[Gegeven tekst]
ECLI:NL:GHDHA:2017:3172

Gerechtshof Den Haag

Datum uitspraak
24 oktober 2017
Publicatiedatum
7 november 2017
Zaaknummer
BK-17/00479
Instantie
Gerechtshof Den Haag
Type
Uitspraak
Rechtsgebied
Bestuursrecht; Belastingrecht
Procedures
  • Hoger beroep
Rechters
Vindplaatsen
  • Rechtspraak.nl
AI samenvatting door LexboostAutomatisch gegenereerd

Hoger beroep over de verbindendheid van de Tarieventabel voor leges omgevingsvergunningen in relatie tot het gelijkheidsbeginsel

In deze zaak gaat het om een hoger beroep van de heffingsambtenaar van de gemeente Rotterdam tegen een uitspraak van de rechtbank Rotterdam, waarin de Tarieventabel voor leges omgevingsvergunningen onverbindend werd verklaard. De belanghebbende, Woningstichting [X], had een aanvraag ingediend voor een omgevingsvergunning voor de bouw van een nieuwbouw woonvoorziening. De heffingsambtenaar had leges geheven ter hoogte van € 144.408, gebaseerd op de Verordening leges omgevingsvergunning 2015 van de gemeente Rotterdam. De rechtbank oordeelde dat de aanslag onterecht was opgelegd, omdat de Tarieventabel in strijd zou zijn met het gelijkheidsbeginsel, aangezien voor een vergelijkbaar project door een andere gemeente aanzienlijk lagere leges waren geheven.

In hoger beroep heeft het Gerechtshof Den Haag de zaak beoordeeld. Het Hof concludeerde dat de rechtbank ten onrechte de Tarieventabel onverbindend had verklaard. Het Hof oordeelde dat gemeenten de vrijheid hebben om leges te heffen op basis van tariefklassen die gerelateerd zijn aan de hoogte van de bouwsom, zolang dit niet in strijd is met de wet of algemeen rechtsbeginselen. Het Hof stelde vast dat de verschillen in belasting tussen de tariefklassen niet zodanig waren dat dit een inbreuk op het gelijkheidsbeginsel opleverde. De heffingsambtenaar had de aanslag terecht opgelegd, en het Hof vernietigde de uitspraak van de rechtbank en verklaarde het beroep ongegrond.

Uitspraak

GERECHTSHOF DEN HAAG
Team Belastingrecht
meervoudige kamer
nummer BK-17/00479

Uitspraak van 24 oktober 2017

in het geding tussen:

Woningstichting [X] te [Z] , belanghebbende,

en

de heffingsambtenaar van de gemeente Rotterdam, de heffingsambtenaar,

op het hoger beroep van de heffingsambtenaar tegen de uitspraak van de rechtbank Rotterdam (de Rechtbank) van 19 april 2017, nummer 16/3046, betreffende de onder 1.1 vermelde aanslag.

[Items uit een dataset]
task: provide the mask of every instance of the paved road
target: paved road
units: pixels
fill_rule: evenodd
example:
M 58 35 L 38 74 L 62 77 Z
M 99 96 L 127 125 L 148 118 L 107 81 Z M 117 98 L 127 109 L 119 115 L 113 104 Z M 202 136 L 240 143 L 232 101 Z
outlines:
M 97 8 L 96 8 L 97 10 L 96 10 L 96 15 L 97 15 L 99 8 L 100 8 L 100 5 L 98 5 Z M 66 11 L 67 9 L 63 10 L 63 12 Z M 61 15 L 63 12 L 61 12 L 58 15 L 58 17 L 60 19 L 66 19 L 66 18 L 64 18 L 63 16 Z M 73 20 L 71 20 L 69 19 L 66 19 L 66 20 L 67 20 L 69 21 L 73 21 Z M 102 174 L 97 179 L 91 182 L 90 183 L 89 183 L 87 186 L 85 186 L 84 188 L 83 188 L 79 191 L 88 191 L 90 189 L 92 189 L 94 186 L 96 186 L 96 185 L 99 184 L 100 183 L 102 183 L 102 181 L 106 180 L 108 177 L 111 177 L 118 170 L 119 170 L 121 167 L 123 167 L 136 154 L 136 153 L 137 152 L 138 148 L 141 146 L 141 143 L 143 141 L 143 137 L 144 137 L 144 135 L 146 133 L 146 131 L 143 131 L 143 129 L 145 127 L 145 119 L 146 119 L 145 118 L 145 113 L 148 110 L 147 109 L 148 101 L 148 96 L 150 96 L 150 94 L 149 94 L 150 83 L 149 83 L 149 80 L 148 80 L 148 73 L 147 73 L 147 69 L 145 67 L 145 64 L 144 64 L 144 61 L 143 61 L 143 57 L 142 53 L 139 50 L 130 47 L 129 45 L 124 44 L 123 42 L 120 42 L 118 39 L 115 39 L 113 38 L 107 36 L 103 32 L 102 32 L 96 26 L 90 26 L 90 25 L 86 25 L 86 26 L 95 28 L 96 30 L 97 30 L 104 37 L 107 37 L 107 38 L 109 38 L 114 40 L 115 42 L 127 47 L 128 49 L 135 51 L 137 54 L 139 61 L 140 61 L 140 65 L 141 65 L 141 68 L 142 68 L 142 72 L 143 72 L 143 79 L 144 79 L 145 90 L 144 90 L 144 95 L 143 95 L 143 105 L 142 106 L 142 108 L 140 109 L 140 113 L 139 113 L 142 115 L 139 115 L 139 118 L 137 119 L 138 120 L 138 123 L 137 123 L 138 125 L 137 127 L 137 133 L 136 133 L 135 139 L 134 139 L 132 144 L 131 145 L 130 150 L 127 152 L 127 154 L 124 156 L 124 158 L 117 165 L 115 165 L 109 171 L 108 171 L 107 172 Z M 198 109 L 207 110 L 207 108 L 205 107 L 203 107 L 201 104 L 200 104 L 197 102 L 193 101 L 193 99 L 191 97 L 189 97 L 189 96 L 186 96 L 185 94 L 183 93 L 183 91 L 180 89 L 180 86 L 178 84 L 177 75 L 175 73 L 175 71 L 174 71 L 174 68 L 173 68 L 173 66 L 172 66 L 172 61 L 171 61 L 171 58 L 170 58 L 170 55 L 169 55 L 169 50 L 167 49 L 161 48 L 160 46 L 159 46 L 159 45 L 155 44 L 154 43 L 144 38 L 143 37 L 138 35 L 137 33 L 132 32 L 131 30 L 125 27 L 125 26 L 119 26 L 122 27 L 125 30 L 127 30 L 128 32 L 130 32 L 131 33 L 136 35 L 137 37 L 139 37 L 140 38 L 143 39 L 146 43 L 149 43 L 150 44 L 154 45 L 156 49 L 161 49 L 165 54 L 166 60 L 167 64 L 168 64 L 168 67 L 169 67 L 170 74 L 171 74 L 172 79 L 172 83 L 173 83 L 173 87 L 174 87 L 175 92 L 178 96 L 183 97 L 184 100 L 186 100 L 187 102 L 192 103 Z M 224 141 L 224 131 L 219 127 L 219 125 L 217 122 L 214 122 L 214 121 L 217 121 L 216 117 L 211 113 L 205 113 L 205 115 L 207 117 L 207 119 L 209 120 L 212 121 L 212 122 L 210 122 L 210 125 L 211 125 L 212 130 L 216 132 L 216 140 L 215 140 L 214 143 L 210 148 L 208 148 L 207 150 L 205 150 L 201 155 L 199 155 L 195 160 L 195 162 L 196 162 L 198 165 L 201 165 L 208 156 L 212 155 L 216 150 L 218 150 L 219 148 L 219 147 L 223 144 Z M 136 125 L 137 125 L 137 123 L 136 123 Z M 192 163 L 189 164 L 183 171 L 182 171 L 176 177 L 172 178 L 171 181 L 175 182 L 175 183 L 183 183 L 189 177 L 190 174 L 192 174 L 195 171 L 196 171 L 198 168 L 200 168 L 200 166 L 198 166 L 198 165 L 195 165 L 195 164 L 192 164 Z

[Opdracht]
Ga na of elke bewering klopt met de tekst over de legeszaak. Antwoord per bewering met ja of nee en citeer de woorden uit de tekst die de doorslag geven.
1. De heffingsambtenaar hief leges van € 144.408.
2. De rechtbank Rotterdam verklaarde de Tarieventabel verbindend.
3. Het Hof verklaarde het beroep gegrond.
De items staan los van de tekst.

[Oplossing]
1. Ja: "De heffingsambtenaar had leges geheven ter hoogte van € 144.408"
2. Nee: "waarin de Tarieventabel voor leges omgevingsvergunningen onverbindend werd verklaard"
3. Nee: "het Hof vernietigde de uitspraak van de rechtbank en verklaarde het beroep ongegrond"